# Need to turn off fan on dell laptop



## mingqi53

Have you tried lowering the power settings to power saver mode?

You can reduce the maximum state of your processor, which should result in reducing the likelihood of your fan spinning up.

Speedfan may be capable of doing this as well.


----------



## ryanbob1234

Have you tried cleaning it out recently?

Or have the bearings gone?

Just take it apart and unplug it or just jam a little bit cardboard in it


----------



## micfiygd

Yeah I might just take it apart.

was just wondering if there was a software solution


----------



## kingpin4329

Quote:


> Originally Posted by *micfiygd;15450471*
> So I have a dell laptop that is a few years old and today the fan starting making a really horrible noise whenever it starts to run.
> 
> Is there a way that I can stop the fan from running at all? I only use it for taking notes so I'm not worried about it overheating.


I'd be worried about turning off the fan completely.
You can do this in the bios im sure, however just because you "just take notes" doesnt mean the processor wont be used much. Its obviously spinning now for a reason (even with you "just taking notes"). You disable the fan and you will probably see yourself with a dead CPU soon.


----------



## DuckieHo

Quote:


> Originally Posted by *micfiygd;15450471*
> So I have a dell laptop that is a few years old and today the fan starting making a really horrible noise whenever it starts to run.
> 
> Is there a way that I can stop the fan from running at all? I only use it for taking notes so I'm not worried about it overheating.


The fan is turning on today... that means it needs the cooling.

Open it up and add a few drops of oil on the fan spindle (there should be a hole under the fan's sticker). Had to do this with a 5 year old machine myself over the summer.


----------



## Z32

Personally, I would go to:
Start -> Control Panel -> Power Options

Change Plan Settings next to Power Saver. (Or create a new plan, call it "Low Fan"









Change Advanced Power Settings









Under Processor power management tab, change Minimum Processor State to 0%
(This will allow your CPU to rest, at the cost of more responsive initial application loading. the difference is minimal for applications, and great on power savings)

System Cooling policy: Passive
(This will clock down your CPU before it turns on a fan, preventing your fan from turning on as regularly)

Maximum Processor State, ~20%
(This caps your processor to 20% usage, keeping heat and electricity usage down, and the only down side is some things may take longer to open. no worries on a typing computer!)

Save the settings and select that plan to activate it.

Hope this helps get your laptop fan's usage much less
If the fan is still frequently turning on, next step is to take off the keyboard on the laptop and blow out the fan and heatsink area, and if necessary, oil the fan. Happy tuning!


----------

[TASK 1] In the laptop fan thread, what System Cooling policy setting does Z32 recommend?
[TASK 2] In the listing, reproduce the lines from the one containing "Every instance of the building" through the end of the listing, inclusive, replacing "single dot" with "single point" and changing nothing else. Leave the pictures out.
The listing that comes next has no connection to the laptop fan thread.

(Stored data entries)
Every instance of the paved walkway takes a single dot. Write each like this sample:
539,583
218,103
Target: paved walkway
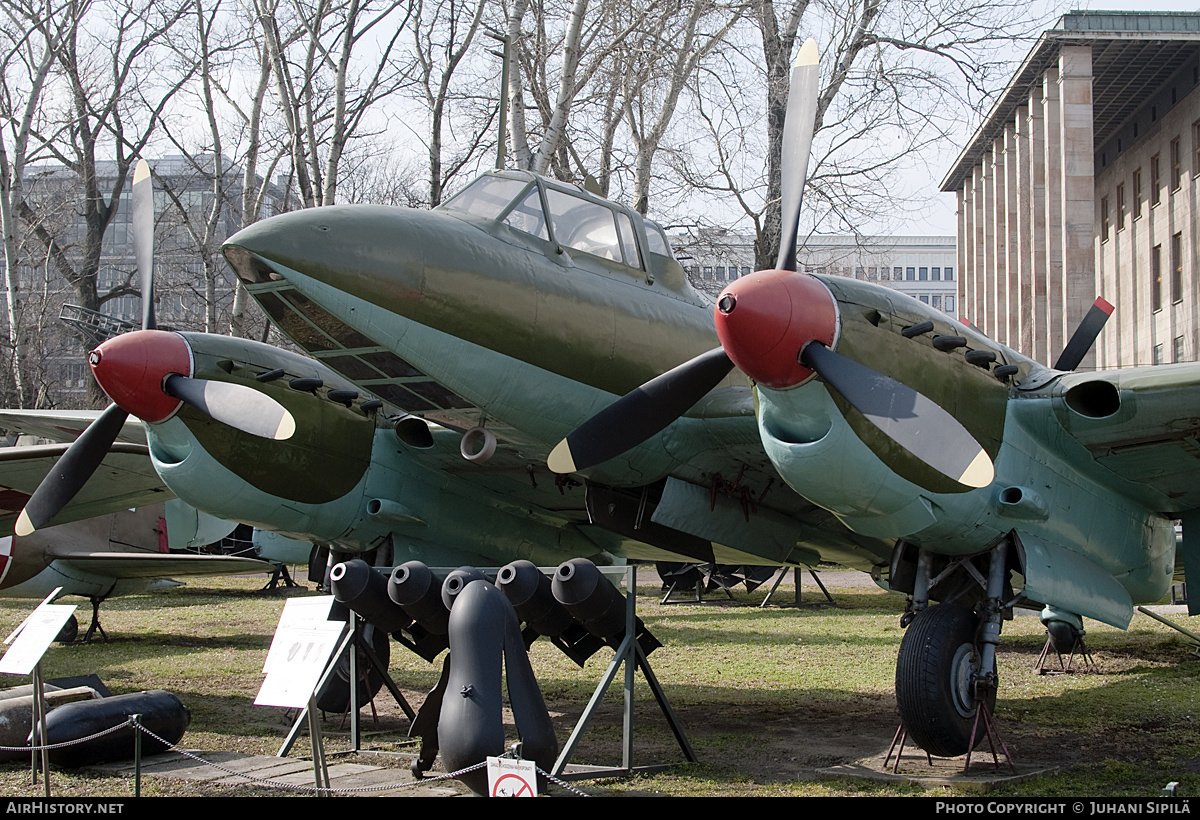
355,778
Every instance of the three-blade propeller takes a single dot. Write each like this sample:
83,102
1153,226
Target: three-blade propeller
780,327
239,406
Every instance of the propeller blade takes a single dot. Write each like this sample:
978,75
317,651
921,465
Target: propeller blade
143,238
240,407
640,413
905,416
798,126
72,471
1085,335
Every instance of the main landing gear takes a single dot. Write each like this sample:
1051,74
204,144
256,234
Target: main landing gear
946,669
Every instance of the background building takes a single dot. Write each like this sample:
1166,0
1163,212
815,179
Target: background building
187,295
922,267
1083,181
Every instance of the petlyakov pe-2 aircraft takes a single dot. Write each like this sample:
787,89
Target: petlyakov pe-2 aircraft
801,418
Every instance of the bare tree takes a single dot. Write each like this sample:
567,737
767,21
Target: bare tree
324,84
443,31
101,100
897,77
31,35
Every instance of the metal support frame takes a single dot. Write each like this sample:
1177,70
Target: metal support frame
1077,647
796,580
41,755
352,638
631,656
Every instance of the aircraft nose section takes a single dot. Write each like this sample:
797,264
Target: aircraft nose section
132,367
765,321
340,245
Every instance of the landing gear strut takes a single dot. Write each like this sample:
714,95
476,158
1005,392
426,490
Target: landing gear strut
941,681
946,669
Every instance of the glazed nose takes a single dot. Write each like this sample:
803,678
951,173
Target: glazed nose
765,321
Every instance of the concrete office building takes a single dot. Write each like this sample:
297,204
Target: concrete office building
1083,183
922,267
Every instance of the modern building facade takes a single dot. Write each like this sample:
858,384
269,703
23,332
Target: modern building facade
1083,181
922,267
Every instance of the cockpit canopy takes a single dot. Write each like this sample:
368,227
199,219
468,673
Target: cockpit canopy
577,220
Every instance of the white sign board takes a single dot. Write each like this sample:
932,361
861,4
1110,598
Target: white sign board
36,634
511,778
300,650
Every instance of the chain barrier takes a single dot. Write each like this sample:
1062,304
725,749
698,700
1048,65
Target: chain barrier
269,783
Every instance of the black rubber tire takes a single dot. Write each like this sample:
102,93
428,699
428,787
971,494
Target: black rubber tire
936,657
335,695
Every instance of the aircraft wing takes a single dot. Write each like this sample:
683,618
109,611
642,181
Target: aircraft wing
64,425
725,503
159,564
1143,424
125,479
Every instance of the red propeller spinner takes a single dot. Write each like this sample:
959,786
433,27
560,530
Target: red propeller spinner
765,321
133,367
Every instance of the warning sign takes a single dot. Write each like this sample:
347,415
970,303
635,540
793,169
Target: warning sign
511,778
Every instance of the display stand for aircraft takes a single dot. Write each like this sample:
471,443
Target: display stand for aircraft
631,656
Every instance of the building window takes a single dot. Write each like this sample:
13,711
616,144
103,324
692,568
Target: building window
1176,165
1177,268
1156,277
1156,181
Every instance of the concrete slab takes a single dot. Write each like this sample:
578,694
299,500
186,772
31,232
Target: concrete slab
931,772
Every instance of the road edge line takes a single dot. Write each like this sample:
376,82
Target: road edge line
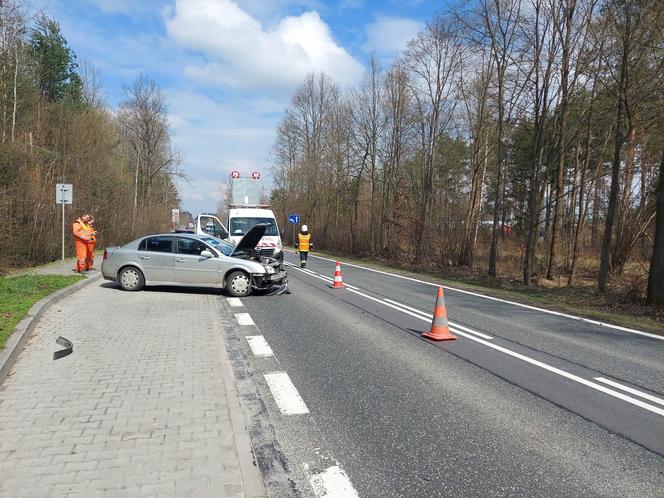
506,301
23,331
250,473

[FINAL ANSWER 1] Passive.

[FINAL ANSWER 2]
Every instance of the building window takes a single point. Write each like this sample:
13,711
616,144
103,324
692,568
Target: building window
1176,165
1177,268
1156,277
1156,181
Every instance of the concrete slab takes a single point. Write each like this sample:
578,694
299,500
186,772
31,232
Target: concrete slab
931,772
Every instance of the road edge line takes a single point. Write each like this sample:
376,82
Target: road edge line
506,301
23,331
250,473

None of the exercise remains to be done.